Carlabê, segundo romance da mineira Isabela Noronha, é uma prova de que há meios de se reinventar, sim, o romance, tanto por um uso inovador da linguagem quanto por focar em um tema que costumava estar distante da atenção literária. Mais do que isso, é também um tijolo importante na construção contínua de uma ideia de Brasil tão absurdamente plural que, se tem se renovado com representações fundamentais do interior, como Torto arado e Mata doce, dos baianos Itamar Vieira Junior e Luciany Aparecida, e de A cabeça do santo, da cearense Socorro Acioli, também dá lugar a livros urbanos fundamentais, como Os supridores, do gaúcho José Falero, e O céu para os bastardos, da paulista Lilia Guerra.

A partir de uma sinopse aparentemente simples, um tanto misteriosa, mas cujos fios vão se desenrolar de um jeito não apenas surpreendente, como também polifônico – expressão que pode mesmo ser lida de forma literal –, Isabela Noronha traz uma novidade. A sinopse, cruamente falando: um corpo encontrado na calçada de uma rua no centro de São Paulo desperta o interesse de um jovem repórter, que, ao interrogar a vizinhança, conhece Saramara, personagem devastadoramente comum, moradora do prédio em frente. Ela passa a tentar convencer o repórter de que o corpo não é de Carlabê, amiga e ex-moradora da casa, cujo destino não sabemos – Saramara tampouco sabe. E o encontro entre os dois, diálogo exclusivamente registrado como uma transcrição de áudio, é o fio condutor do livro, que será entremeado por trechos de um improvável diário de Carlabê.

◆ Listagem
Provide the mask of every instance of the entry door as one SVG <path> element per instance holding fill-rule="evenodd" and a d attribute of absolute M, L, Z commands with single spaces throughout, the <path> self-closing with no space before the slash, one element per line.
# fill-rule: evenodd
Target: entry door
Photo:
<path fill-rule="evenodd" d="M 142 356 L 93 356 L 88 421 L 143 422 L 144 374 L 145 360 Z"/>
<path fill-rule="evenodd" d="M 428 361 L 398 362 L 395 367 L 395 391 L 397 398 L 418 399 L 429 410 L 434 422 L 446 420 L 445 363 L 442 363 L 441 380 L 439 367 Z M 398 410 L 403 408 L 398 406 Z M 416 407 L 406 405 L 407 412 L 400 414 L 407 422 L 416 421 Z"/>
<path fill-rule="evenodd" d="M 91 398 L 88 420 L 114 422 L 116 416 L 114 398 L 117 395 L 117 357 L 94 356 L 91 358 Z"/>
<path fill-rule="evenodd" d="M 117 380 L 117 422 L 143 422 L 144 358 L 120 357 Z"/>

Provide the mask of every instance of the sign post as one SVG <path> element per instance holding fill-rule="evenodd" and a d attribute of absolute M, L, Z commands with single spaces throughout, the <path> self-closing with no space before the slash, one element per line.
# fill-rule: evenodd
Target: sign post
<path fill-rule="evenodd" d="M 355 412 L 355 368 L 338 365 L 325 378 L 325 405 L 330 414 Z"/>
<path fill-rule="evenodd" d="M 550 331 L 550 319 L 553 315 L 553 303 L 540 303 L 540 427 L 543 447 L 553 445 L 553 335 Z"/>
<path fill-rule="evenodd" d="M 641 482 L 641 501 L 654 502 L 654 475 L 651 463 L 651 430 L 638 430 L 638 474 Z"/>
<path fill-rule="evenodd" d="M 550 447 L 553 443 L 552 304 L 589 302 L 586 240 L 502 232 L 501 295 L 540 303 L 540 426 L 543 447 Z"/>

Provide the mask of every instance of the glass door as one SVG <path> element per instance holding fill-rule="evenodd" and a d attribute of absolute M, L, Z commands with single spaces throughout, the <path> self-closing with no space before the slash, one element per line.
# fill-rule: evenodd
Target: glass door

◆ Exercício curto 1
De acordo com o texto sobre o romance Carlabê, em que lugar foi encontrado o corpo que chama a atenção do jovem repórter?
◆ Exercício curto 2
Segundo o texto sobre o romance Carlabê, por que esse livro mostra que ainda é possível reinventar o romance? Responda em uma ou duas frases.

◆ Resultado final 1
Na calçada de uma rua no centro de São Paulo.

◆ Resultado final 2
Porque usa a linguagem de um jeito inovador e porque se volta para um tema que costumava ficar longe da atenção literária.